Text shown -

Havin’ Fun Soundin’ Good

Cosmik Debris

Sunday, March 13th, 2005

DJ Johnson, Cosmik Debris, Cosmik Debris’ Staff Picks The Top Five Releases Of 2004 (Honorable Mention)

“Finally, a little cardboard promo I got sometime mid-year by a band called Hieronymus Bosch (Havin’ Fun, Soundin’ Good) is also still sitting here, probably permanently. My review was positive, but I didn’t say anything that would have hinted it would be in this year-end article. But I just couldn’t stop listening to the damned thing. Y’know how that can be, I’m sure. Fun album.”

Lollipop Magazine (Boston, MA)

Monday, January 3rd, 2005

Craig Regala, Lollipop Magazine, Hieronymus Bosch: Havin’ Fun Soundin’ Good

Surf-based band with nods to classic garage rock (un-ruined by duh punks or pop scammery) fuzz chime with kinda geeky vocals. Coulda done well opening for Dirty Looks at their LP release party in 1980. Hell, it almost sounds like Hieronymous Bosch are gonna crack into D. Looks’ “They Got Me Covered” a couple times. One of the great things about surf-based stuff is the structure is open enough for some melodically stinging guitar to stretch out for some rocked-out gear shifting. This disc is eight tracks, no filler. Look at it as a nice, concise take where Dick Dale, Boss Martians, Violent Femmes, Dirty Looks, Pylon, and Little Steven’s Underground Garage say “hi.” Perfect recording, coulda used a couple covers to push it over a half hour, but hey, they didn’t need my advice to make a good one.

Spill Magazine (Toronto, Canada)

Monday, January 3rd, 2005

Metal Mike, Spill Magazine: “havin’ fun, soundin’ good”

These three guys from Brooklyn are obviously well grounded in rock & roll, and it really sounds like they’re having fun and sounding good. Hieronymus Bosch’s debut is a great mix of punk, surf and straight-ahead rock & roll, quite reminiscent of the lighter Pixies material. No pretension here, just good music.

Skratch Magazine (Tustin, CA)

Monday, January 3rd, 2005

H. Barry Zimmerman, Skratch Magazine: CD Review: Havin’ Fun, Soundin’ Good, June 2004.

Stored data -
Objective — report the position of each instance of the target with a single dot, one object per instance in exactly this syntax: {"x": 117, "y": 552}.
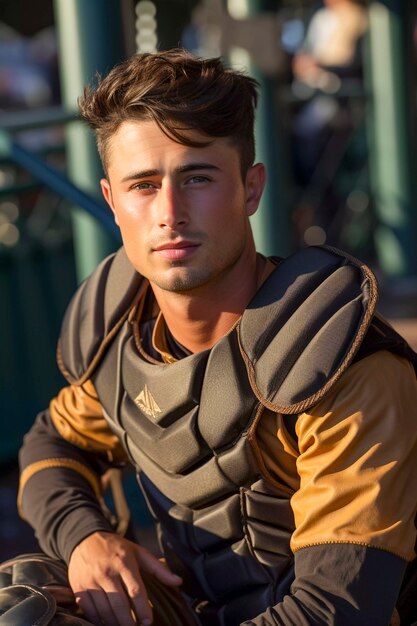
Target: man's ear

What you need to do -
1. According to the album reviews, where are the three members of Hieronymus Bosch from?
2. Carry on the album reviews from their last line.
The listing plays no part in this exercise.

Final answers -
1. Brooklyn.

2.
Hieronymus Bosch is a Brooklyn three-piece rock band. Their sound is surf and cool, fun pop. “HAVIN’ FUN, SOUNDIN’ GOOD” is an excellent album. The opening track “Borg Warner, Four-on-the-Floor”, starts with a slow, building noodling, and then Hieronymous Bosch throw in their six cents on the Dick Dale theory of surf guitar. This band doesn’t have Dick Dale’s balls (very few do), but I would say Hieronymus Bosch out-nut The Ventures. On track 2, “Metronome”, guitarist and voxman Mathew Harrison is Lou Reed with cool, upbeat energy. A real cool act. My pick for the single would be “1776″, a slow groove, very cool sounds (“I’ve had it with 1776 / And the Pistols / And the local cineplex”). Hieronymus Bosch is unsigned gold. “HAVIN’ FUN, SOUNDIN’ GOOD” is a real cool time.

Cosmik Debris

Monday, January 3rd, 2005

Review: Havin’ Fun, Soundin’ Good (Self-Released), DJ Johnson, Cosmik Debris, Apr. 10, 2004.

The album begins with a thick-toned instrumental surf number full of energy, nothing earth shattering or that will send thousands of kids to the guitar store, but I’m talkin’ about the kind of tune that makes you slip your shades on and drive a little faster than the legal limit. Ah, but this isn’t a surf band, per se, and the second track “Metronome,” reintroduces Hieronymus Bosch as a gang of rockers with a fondness for the trappings of 60s garage. Almost hidden in all the power and bluster are some sloppy moments that would be more of an eyebrow raiser if not for the garage ethic. I wouldn’t say they necessarily “make the sloppy moments work,” but they’re minor, few, and more than made up for by the pure fun of rest of the album. The band takes their name from Hieronymus Bosch, the Dutch surrealist painter of the 1400s best known for a glorious work of art titled Garden of Earthly Delights. That hasn’t got too much bearing on this review, but it’s interesting to note that when you listen to something like “The Movie Director” you feel their unbridled “let it be what it becomes” creativity, and the thing is magical. A garden of musical delights. There are only 8 songs (25 minutes) on this album, but it’s high quality and highly recommended.

Columbia Daily Spectator (New York, NY)

Monday, January 3rd, 2005

Brooklyn’s Beach Boys, Patricia Feghali, Columbia Daily Spectator, Apr. 13, 2004.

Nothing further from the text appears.